WHAT THIS TASK INVOLVES =>
Gather every line of the listing below that contains the string "field", matching uppercase and lowercase exactly.

DATA ROWS =>

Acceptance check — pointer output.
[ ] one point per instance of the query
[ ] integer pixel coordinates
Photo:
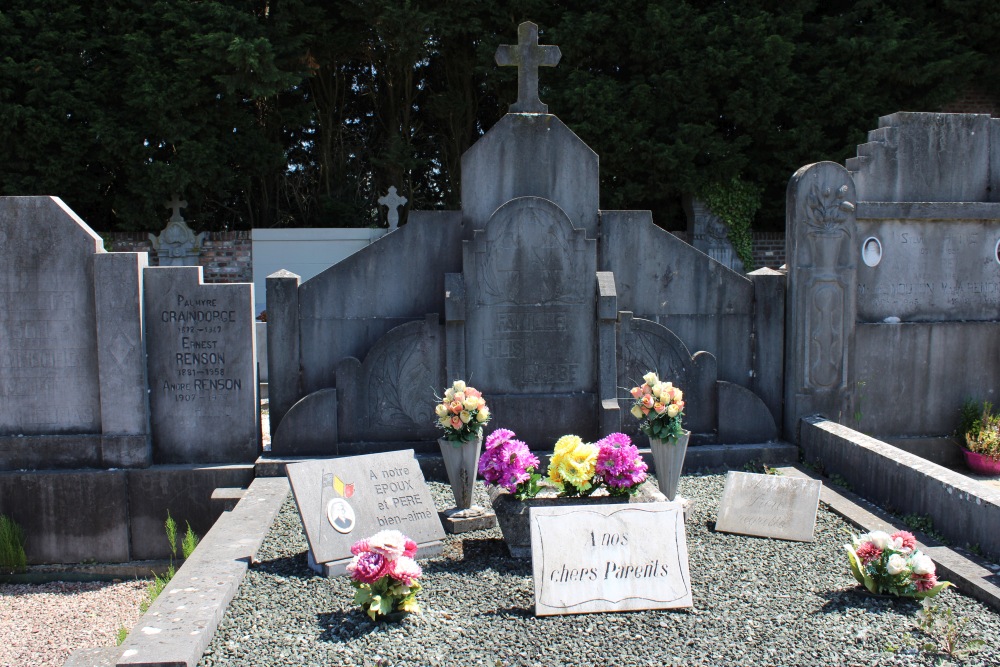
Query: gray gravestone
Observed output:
---
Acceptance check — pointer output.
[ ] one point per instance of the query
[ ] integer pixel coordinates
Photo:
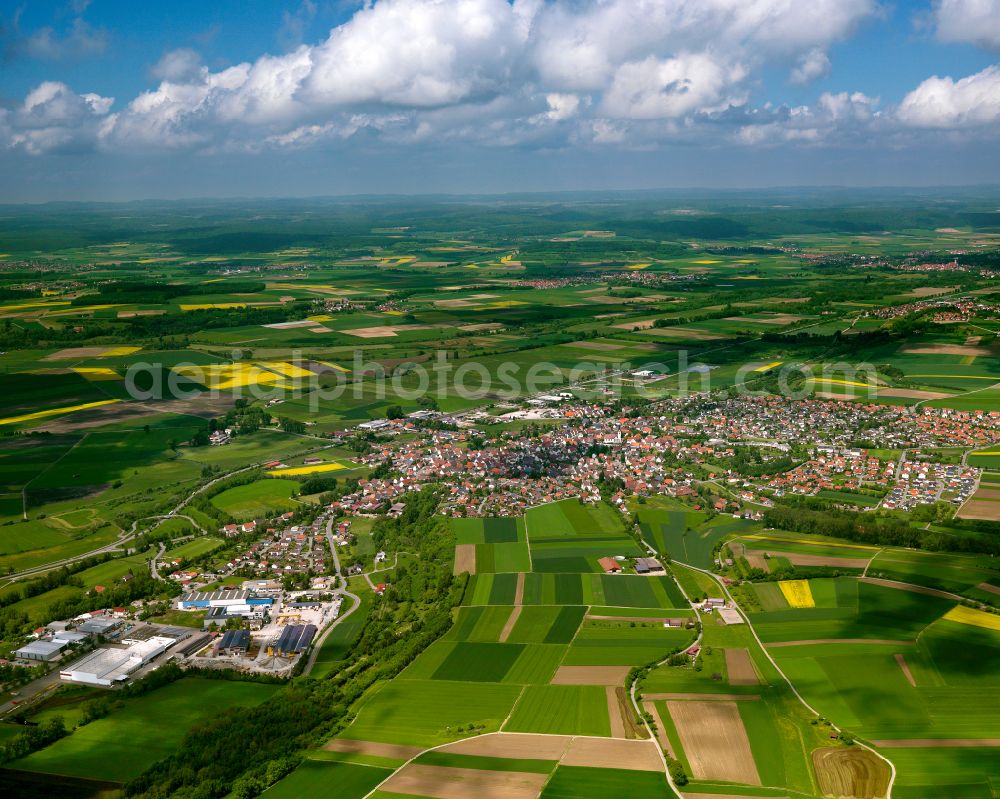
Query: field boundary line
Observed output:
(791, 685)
--
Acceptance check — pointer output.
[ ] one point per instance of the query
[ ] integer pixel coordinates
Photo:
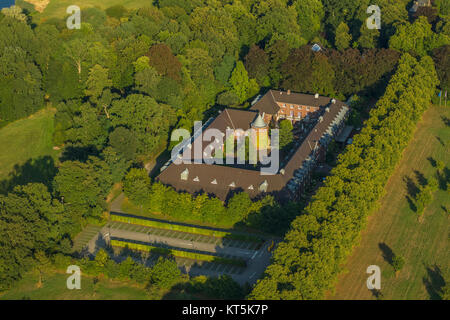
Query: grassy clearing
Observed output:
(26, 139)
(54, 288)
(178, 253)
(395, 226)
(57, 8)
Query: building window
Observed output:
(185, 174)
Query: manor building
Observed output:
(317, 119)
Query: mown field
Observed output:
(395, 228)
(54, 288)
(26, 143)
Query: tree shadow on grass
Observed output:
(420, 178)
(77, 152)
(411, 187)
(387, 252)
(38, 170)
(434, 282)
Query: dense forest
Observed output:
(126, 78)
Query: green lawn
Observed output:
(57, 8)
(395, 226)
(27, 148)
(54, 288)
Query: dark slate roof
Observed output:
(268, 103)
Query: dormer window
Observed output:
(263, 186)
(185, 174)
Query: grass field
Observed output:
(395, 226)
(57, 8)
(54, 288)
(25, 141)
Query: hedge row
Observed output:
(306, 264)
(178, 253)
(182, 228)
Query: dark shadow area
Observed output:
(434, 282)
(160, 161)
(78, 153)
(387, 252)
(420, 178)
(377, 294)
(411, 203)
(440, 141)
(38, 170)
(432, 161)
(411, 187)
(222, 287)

PROBLEM SOLUTION =>
Query: field boundary line
Query: mown field
Query: grass field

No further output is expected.